■ WHAT IS NEEDED
Transcribe the entries below exactly; leave every image out.

----- ENTRIES SUPPLIED

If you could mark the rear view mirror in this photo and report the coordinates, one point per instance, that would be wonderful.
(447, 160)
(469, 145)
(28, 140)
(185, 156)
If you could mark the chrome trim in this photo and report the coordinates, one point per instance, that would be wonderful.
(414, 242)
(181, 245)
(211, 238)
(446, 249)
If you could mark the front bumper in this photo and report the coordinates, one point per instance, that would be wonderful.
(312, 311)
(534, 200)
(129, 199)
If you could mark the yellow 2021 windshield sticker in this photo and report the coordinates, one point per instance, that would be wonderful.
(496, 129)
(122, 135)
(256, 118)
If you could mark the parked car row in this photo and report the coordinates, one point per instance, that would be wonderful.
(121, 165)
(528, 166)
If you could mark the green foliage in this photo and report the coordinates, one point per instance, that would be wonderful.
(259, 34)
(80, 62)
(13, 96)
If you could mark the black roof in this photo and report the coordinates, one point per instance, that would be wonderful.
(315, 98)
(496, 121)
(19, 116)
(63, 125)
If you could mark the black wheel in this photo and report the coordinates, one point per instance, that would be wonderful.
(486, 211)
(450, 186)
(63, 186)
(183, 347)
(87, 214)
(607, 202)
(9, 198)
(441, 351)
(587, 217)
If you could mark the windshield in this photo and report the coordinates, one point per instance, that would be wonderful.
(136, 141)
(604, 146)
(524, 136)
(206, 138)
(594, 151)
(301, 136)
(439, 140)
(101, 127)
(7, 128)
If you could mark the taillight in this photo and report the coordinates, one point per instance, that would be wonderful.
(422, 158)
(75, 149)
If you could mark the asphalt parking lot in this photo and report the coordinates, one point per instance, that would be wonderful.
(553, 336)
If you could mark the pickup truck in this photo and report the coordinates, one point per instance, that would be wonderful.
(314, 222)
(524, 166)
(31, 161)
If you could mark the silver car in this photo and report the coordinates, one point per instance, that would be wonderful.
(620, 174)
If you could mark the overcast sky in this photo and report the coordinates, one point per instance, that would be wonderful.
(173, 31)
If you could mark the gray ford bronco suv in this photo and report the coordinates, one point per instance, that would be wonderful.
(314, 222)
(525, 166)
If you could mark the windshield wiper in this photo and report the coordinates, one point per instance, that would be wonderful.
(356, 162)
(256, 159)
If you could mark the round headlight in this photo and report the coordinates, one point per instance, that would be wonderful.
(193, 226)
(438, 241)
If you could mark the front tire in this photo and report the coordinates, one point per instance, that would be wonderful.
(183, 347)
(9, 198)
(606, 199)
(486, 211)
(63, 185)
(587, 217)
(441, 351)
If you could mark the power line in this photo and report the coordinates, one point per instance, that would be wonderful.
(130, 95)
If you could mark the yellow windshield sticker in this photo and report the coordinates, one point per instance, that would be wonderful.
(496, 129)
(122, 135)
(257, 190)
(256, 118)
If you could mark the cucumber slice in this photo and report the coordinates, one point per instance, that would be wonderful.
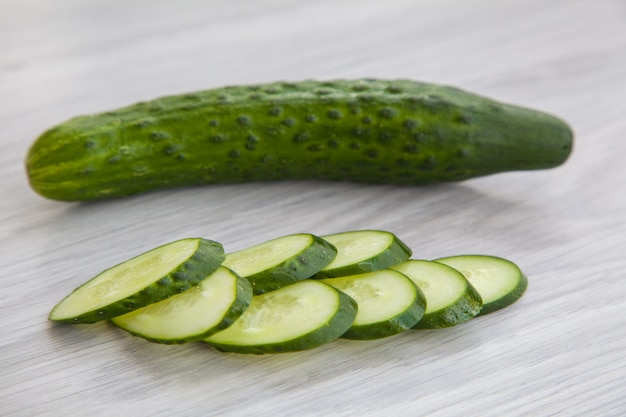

----------

■ SOLUTION TO THE PROBLEM
If you could mark the rear view mirror in this photo and report the coordinates, one point per instance, that would be wonderful.
(447, 160)
(469, 145)
(28, 140)
(185, 156)
If you could mark the chrome trim in this photo and report the coordinates, one point per instance, that would be wonderful.
(414, 242)
(181, 245)
(211, 238)
(446, 249)
If you could mark the front bumper in this photo and report the coordinates, one point per instance, that would be wonderful.
(312, 311)
(534, 200)
(129, 199)
If you could mark the yellow 2021 windshield sticker in this photo and report the coordinates, one point per instance, that would be wonderful.
(496, 129)
(122, 135)
(256, 118)
If you could mark the parked car row in this photo and report the coordinates, one point per instance, that would be wonderful.
(121, 165)
(528, 166)
If you could mark the green foliage in this photo and report the coordinates, one point per instance, that would be wonderful.
(259, 34)
(80, 62)
(13, 96)
If you could mark the black roof in this photo and report the coordinates, one point per instance, that would be wonderful.
(315, 98)
(496, 121)
(19, 116)
(63, 125)
If you could mark the black wheel in this photo and report the coordinates, one point per instance, that would be wonderful.
(486, 211)
(450, 186)
(63, 186)
(183, 347)
(87, 214)
(607, 202)
(9, 198)
(441, 351)
(587, 217)
If you could mark the windshield in this photo and report the coordinates, one point per instance, that would be wonderful.
(136, 141)
(604, 146)
(524, 136)
(206, 138)
(594, 151)
(301, 136)
(439, 140)
(101, 127)
(7, 128)
If you could mark the taillight in this photo and report the coordinates, one point per instance, that would be wonderful.
(422, 158)
(75, 149)
If you could mark the asphalt parking lot in this photo and report the coordinates, one point per instance, that would be wonderful.
(553, 336)
If you could mark the pickup truck in this photo and report the coordinates, one point per instance, that would be wonderful.
(314, 222)
(524, 166)
(31, 161)
If you could mark the silver car in this photo and report the coordinates, one point per instance, that would be wonderful.
(620, 174)
If you could mark the overcast sky in this photo and report the coordinates, one point per instance, that would be wonderful.
(173, 31)
If you could mark the gray ford bronco suv in this photo and report the coordinates, one point per instance, that would be wonderful.
(314, 222)
(525, 166)
If you could mark the windshield wiper in this photo and report the coordinates, one point per instance, that would be wonderful.
(356, 162)
(256, 159)
If you could mark the round headlight in this photo and report the coordinates, one point per instance, that would be wonderful.
(193, 226)
(438, 241)
If you could mark the front tire in this photo and report the coordinates, one point per instance, that would be wonderful.
(183, 347)
(9, 198)
(606, 199)
(486, 211)
(63, 185)
(587, 217)
(441, 351)
If you could mark the power line in this photo and report the coordinates, one point per instance, that would be wonderful.
(130, 95)
If you could mark the yellow windshield sticker in this photo and report the coordinates, one point per instance, that would be wonderful.
(496, 129)
(122, 135)
(257, 190)
(256, 118)
If you could mark the cucumber slice in this photo and report the coordinates, one point per instance, that would be wonderful.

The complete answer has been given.